• [Directions]
Please copy the passage of the forum thread on pointer indirection syntax verbatim, starting with "I never liked" and going on through "twice is meaningless.".

• [Text segment]
····················

← Back to context

Comment by themafia

1 month ago

> it should have been a postfix operator, like in Euler and Pascal.

I never liked Pascal style Pointer^. As the postfix starts to get visually cumbersome with more than one layer of Indirection^^. Especially when combined with other postfix Operators^^.AndMethods. Or even just Operator^ := Assignment.

I also think it's the natural inverse of the "address-of" prefix operator. So we have "take the address of this value" and "look through the address to retreive the value."

The "natural inverse" relationship between "address-of" and indirect addressing is only partial.

You can apply the "*" operator as many times you want, but applying "address-of" twice is meaningless.

Moreover, in complex expressions it is common to mix the indirection operator with array indexing and with structure member selection, and all these 3 postfix operators can appear an unlimited number of times in an expression.

Writing such addressing expressions in C is extremely cumbersome, because they require a great number of parentheses levels and it is still difficult to see which is the order in which they are applied.

With a postfix indirection operator no parentheses are needed and all addressing operators are executed in the order in which they are written.

So it is beyond reasonable doubt that a prefix "*" is a mistake.

The only reason why they have chosen "*" as prefix in C, which they later regretted, was because it seemed easier to define the expressions "*++p" and "*p++" to have the desired order of evaluation.

There is no other use case where a prefix "*" simplifies anything and for the postfix and prefix increment and decrement it would have been possible to find other ways to avoid parentheses and even if they were used with parentheses that would still have been simpler than when you have to mix "*" with array indexing and with structure member selection. Moreover, the use of "++" and "--" with pointers was only a workaround for a dumb compiler, which could not determine by itself whether it should access an array using indices or pointers. Normally there should be no need to expose such an implementation detail in a high-level language, the compiler should choose the addressing modes that are optimal for the target CPU, not the programmer. On some CPUs, including the Intel/AMD CPUs, accessing arrays by incrementing pointers, like in the old C programs, is usually worse than accessing the arrays through indices (because on such CPUs the loop counter can be reused as an index register, regardless of the order in which the array is accessed, including for accessing multiple arrays, avoiding the use of extra registers and reducing the number of executed instructions).

····················

• [Supplied information]

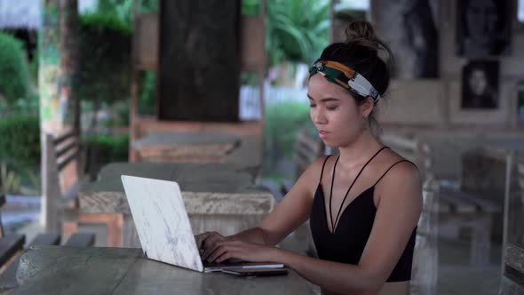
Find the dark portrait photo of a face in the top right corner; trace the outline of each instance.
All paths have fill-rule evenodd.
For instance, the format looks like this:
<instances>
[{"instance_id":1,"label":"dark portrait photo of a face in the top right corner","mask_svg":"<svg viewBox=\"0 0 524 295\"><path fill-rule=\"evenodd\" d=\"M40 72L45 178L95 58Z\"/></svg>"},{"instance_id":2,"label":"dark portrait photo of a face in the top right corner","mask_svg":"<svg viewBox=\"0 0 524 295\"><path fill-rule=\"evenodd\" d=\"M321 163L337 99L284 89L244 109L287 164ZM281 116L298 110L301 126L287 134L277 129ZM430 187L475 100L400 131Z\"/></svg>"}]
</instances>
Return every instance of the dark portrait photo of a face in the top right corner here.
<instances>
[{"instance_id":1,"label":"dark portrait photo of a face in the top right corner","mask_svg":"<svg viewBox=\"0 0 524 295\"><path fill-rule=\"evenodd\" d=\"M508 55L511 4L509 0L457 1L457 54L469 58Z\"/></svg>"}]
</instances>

····················

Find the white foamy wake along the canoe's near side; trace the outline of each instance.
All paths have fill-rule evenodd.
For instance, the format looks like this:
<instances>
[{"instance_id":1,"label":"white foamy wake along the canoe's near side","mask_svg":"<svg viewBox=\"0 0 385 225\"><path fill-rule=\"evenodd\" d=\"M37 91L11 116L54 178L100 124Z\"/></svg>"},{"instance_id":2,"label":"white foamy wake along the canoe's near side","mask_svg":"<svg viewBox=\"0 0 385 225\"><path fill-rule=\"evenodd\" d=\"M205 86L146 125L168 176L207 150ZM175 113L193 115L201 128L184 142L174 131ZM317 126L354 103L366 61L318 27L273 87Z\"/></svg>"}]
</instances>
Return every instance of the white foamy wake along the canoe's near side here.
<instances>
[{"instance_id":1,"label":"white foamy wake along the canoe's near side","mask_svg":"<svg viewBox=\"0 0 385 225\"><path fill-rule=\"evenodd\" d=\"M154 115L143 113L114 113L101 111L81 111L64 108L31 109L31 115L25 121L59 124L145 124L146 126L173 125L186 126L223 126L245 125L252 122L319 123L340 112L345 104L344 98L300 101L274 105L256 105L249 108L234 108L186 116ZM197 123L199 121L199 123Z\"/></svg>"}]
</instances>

····················

• [Your response]
I never liked Pascal style Pointer^. As the postfix starts to get visually cumbersome with more than one layer of Indirection^^. Especially when combined with other postfix Operators^^.AndMethods. Or even just Operator^ := Assignment.

I also think it's the natural inverse of the "address-of" prefix operator. So we have "take the address of this value" and "look through the address to retreive the value."

The "natural inverse" relationship between "address-of" and indirect addressing is only partial.

You can apply the "*" operator as many times you want, but applying "address-of" twice is meaningless.